> GIVEN REQUEST: Would it be possible to quote, exactly and in full, the lines from the one with "soldier in greatcoat." through the end of the entries below?

————

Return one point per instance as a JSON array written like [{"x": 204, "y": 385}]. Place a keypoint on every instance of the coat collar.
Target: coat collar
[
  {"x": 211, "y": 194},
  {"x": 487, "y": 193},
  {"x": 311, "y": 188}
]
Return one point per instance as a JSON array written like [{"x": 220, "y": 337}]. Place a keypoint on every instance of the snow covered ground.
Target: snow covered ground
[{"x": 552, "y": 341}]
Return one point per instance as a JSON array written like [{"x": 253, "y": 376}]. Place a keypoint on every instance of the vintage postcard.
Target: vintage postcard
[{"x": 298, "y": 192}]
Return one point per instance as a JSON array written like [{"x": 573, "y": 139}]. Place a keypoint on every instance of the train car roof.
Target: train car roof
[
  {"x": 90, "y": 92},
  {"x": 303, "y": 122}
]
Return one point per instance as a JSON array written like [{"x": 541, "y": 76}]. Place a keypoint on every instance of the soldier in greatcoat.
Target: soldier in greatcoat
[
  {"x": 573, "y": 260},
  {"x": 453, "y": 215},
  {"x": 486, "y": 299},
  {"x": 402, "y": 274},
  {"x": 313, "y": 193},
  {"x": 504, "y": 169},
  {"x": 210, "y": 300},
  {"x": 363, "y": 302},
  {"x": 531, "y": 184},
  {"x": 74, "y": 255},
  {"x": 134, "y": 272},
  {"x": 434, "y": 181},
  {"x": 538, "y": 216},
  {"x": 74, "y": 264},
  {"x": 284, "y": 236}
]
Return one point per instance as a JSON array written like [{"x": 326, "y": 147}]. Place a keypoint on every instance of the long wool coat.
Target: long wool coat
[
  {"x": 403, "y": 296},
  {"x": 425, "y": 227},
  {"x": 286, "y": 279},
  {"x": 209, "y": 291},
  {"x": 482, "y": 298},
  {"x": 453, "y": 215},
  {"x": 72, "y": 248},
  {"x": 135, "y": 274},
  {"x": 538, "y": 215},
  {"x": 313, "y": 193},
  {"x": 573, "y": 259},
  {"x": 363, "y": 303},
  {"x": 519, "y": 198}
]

————

> CORRECT ANSWER:
Return one point per instance as a JSON array written like [{"x": 541, "y": 76}]. Place a keypoint on every instance of the soldier in greatcoat.
Target: soldier in greatcoat
[
  {"x": 573, "y": 260},
  {"x": 453, "y": 215},
  {"x": 486, "y": 299},
  {"x": 402, "y": 274},
  {"x": 313, "y": 193},
  {"x": 504, "y": 169},
  {"x": 210, "y": 300},
  {"x": 363, "y": 302},
  {"x": 531, "y": 184},
  {"x": 74, "y": 255},
  {"x": 134, "y": 272},
  {"x": 434, "y": 181},
  {"x": 538, "y": 216},
  {"x": 74, "y": 264},
  {"x": 284, "y": 236}
]
Return one point per instance as a JSON array written like [{"x": 326, "y": 147}]. Place a keypoint on every instance of the long wool coat.
Target: long wool coat
[
  {"x": 403, "y": 296},
  {"x": 425, "y": 227},
  {"x": 286, "y": 279},
  {"x": 209, "y": 291},
  {"x": 482, "y": 298},
  {"x": 453, "y": 215},
  {"x": 72, "y": 248},
  {"x": 135, "y": 274},
  {"x": 538, "y": 215},
  {"x": 313, "y": 193},
  {"x": 573, "y": 259},
  {"x": 363, "y": 303},
  {"x": 519, "y": 198}
]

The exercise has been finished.